Written problem: Write out each of the following records word for word, omitting the pictures.
------
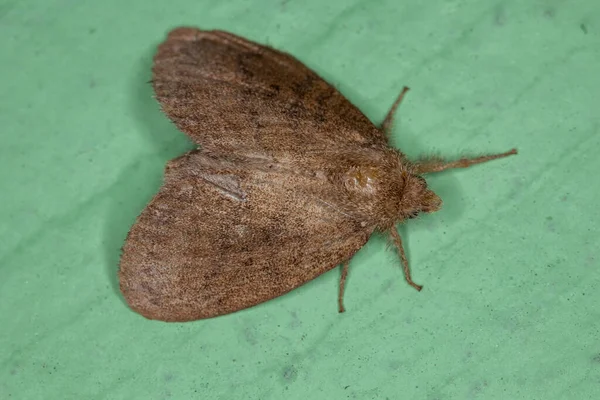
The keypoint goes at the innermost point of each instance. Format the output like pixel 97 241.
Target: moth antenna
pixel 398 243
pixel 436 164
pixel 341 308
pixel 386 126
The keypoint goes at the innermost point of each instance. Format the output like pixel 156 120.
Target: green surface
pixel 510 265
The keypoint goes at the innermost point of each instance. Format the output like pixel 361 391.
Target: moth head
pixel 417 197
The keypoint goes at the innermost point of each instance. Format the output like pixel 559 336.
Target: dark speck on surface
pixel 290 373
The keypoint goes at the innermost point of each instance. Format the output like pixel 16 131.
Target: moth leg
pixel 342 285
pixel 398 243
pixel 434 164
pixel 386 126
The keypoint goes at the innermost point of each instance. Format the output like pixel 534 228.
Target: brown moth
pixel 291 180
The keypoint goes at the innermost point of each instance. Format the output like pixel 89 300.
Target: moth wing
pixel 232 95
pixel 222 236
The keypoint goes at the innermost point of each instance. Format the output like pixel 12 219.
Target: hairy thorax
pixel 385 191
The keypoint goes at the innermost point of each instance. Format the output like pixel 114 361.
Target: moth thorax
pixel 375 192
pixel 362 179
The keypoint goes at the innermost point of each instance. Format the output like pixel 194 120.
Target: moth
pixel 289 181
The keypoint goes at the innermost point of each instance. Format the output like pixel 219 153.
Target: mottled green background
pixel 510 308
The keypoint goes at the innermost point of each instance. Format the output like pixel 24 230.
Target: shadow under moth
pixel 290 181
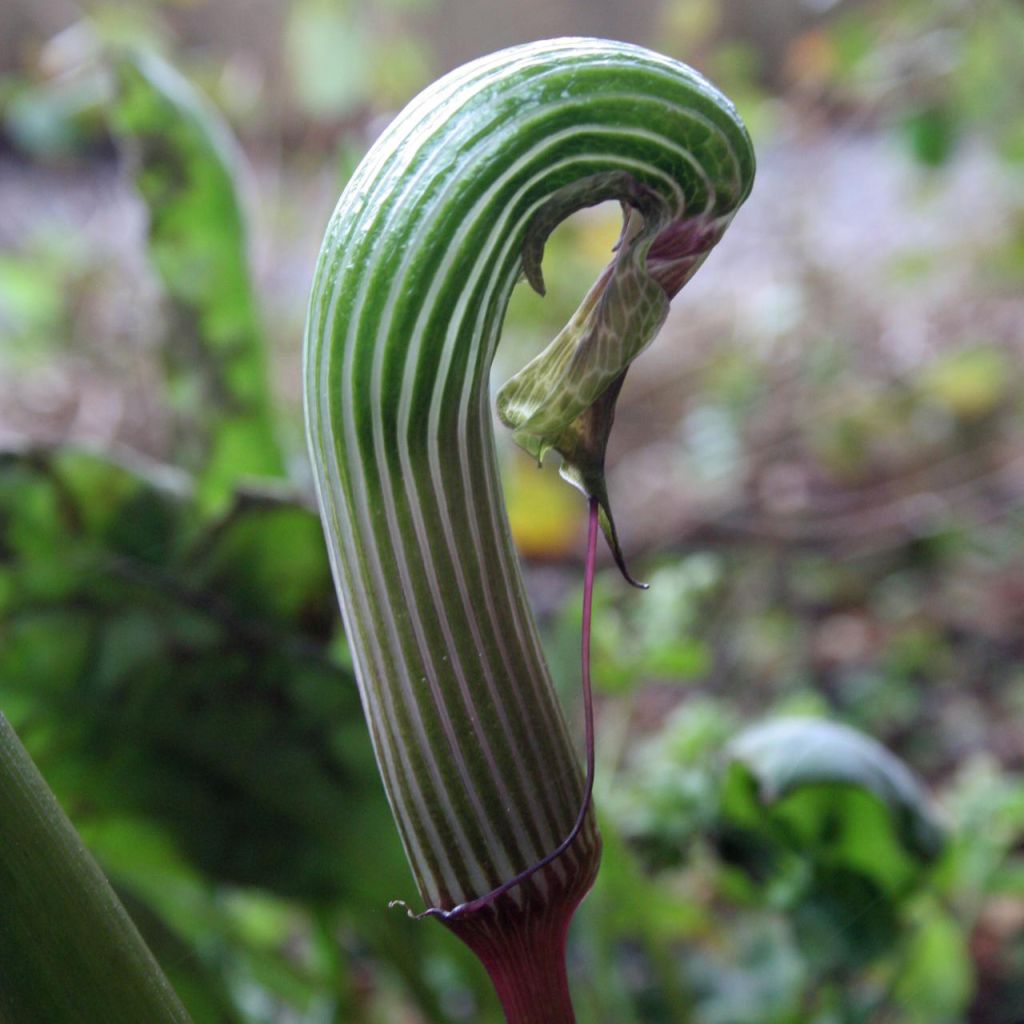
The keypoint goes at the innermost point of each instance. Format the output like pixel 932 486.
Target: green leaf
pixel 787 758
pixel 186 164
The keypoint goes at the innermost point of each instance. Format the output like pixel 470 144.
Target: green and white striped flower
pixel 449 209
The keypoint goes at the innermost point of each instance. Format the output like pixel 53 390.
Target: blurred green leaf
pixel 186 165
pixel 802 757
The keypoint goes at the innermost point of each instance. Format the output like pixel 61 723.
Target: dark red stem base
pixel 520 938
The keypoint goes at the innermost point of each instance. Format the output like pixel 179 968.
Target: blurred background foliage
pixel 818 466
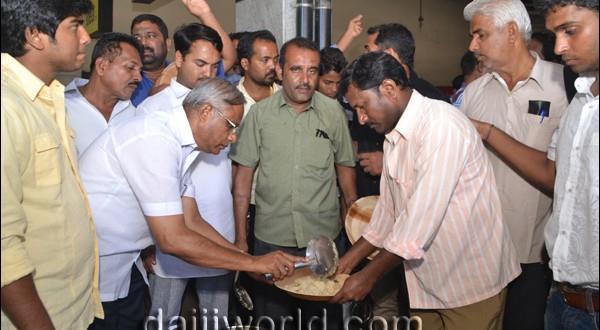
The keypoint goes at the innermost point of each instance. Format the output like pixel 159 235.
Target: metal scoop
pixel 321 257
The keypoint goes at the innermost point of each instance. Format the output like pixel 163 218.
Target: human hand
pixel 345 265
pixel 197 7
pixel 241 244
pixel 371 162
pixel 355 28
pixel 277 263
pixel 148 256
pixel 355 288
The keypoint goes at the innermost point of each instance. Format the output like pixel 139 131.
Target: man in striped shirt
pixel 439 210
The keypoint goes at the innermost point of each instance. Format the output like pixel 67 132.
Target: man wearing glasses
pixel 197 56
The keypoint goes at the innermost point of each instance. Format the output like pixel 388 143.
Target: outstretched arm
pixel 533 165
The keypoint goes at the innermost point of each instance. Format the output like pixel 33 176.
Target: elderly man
------
Response:
The keypoint goes at the innermost point of each instance. Format the output like pixel 97 241.
Target: moth antenna
pixel 398 243
pixel 436 164
pixel 341 308
pixel 386 126
The keypoint goes at the innermost point of each instance. Format the output like pixel 156 120.
Target: green surface
pixel 510 265
The keypoint goes at the innermost point of each instance. Format the output like pixel 361 391.
Target: moth head
pixel 417 197
The keypoint goes at the innermost point of each instance. Format the output like pixel 559 336.
Target: dark speck on surface
pixel 290 373
The keypoint goes at the innermost point of each instance. Format the output like pixel 16 131.
Target: moth leg
pixel 342 285
pixel 398 243
pixel 434 164
pixel 386 126
The keypoint goes at the innermost point of each instance. Format the output like pixel 534 228.
Target: brown moth
pixel 291 180
The keypoint goes at the innermost point of each instance. Format the output like pixel 89 300.
Target: moth wing
pixel 232 95
pixel 222 236
The keypoint goes at the innermost point of each instance. Format the output like pixel 12 219.
Target: hairy thorax
pixel 385 191
The keypoint goes at the innermost point of each instance. Format the output like pixel 114 361.
Target: moth thorax
pixel 375 192
pixel 362 179
The keypoint goes at the innermost point of each instance. Format the output like pixel 194 120.
Target: moth
pixel 289 181
The keypoint goes at the innermost point of each instance. Format the output like pixel 219 153.
Target: mottled green background
pixel 510 308
The keypoint goes at the innermost point of each instance. Format the output like pixel 24 230.
Target: shadow under moth
pixel 290 181
The keypoint goes at the innermost point of each instance. Format the output like pixel 932 486.
Target: green leaf
pixel 787 758
pixel 186 164
The keypoint goes at the innermost point of each instance. Format the output like pixel 470 144.
Target: green and white striped flower
pixel 449 209
The keypoint goes at the innermost point of each instance. Format the output like pixel 53 390.
Target: blurred green leaf
pixel 186 165
pixel 802 757
The keypoint goes at the innermost point of each instance. Format the output like pixel 61 723.
Target: dark red stem base
pixel 520 938
The keypoint goes at the innermost point of each instance. Format the output like pixel 179 968.
Target: blurred background foliage
pixel 818 466
The keypoint goes at the innermost point of each instance. Format the output like pixel 159 235.
Target: metal scoop
pixel 321 257
The keypoint goes at the innermost point of each instance. Format the output like pixel 163 218.
Target: human hand
pixel 345 265
pixel 197 7
pixel 241 244
pixel 371 162
pixel 355 28
pixel 277 263
pixel 148 256
pixel 355 288
The keypoint goes at the innermost point of each instance. Format the output like pixel 139 131.
Target: man in striped shirt
pixel 439 210
The keypoint goes at the innermost point of each instance. Format the output like pixel 67 132.
Target: man wearing glasses
pixel 197 56
The keypoint goes at the innermost point of each instance. Format the output like pixel 388 143.
Target: outstretched arm
pixel 533 165
The keypoint goes at the innermost point of each instance. Format the output like pixel 33 176.
Target: elderly man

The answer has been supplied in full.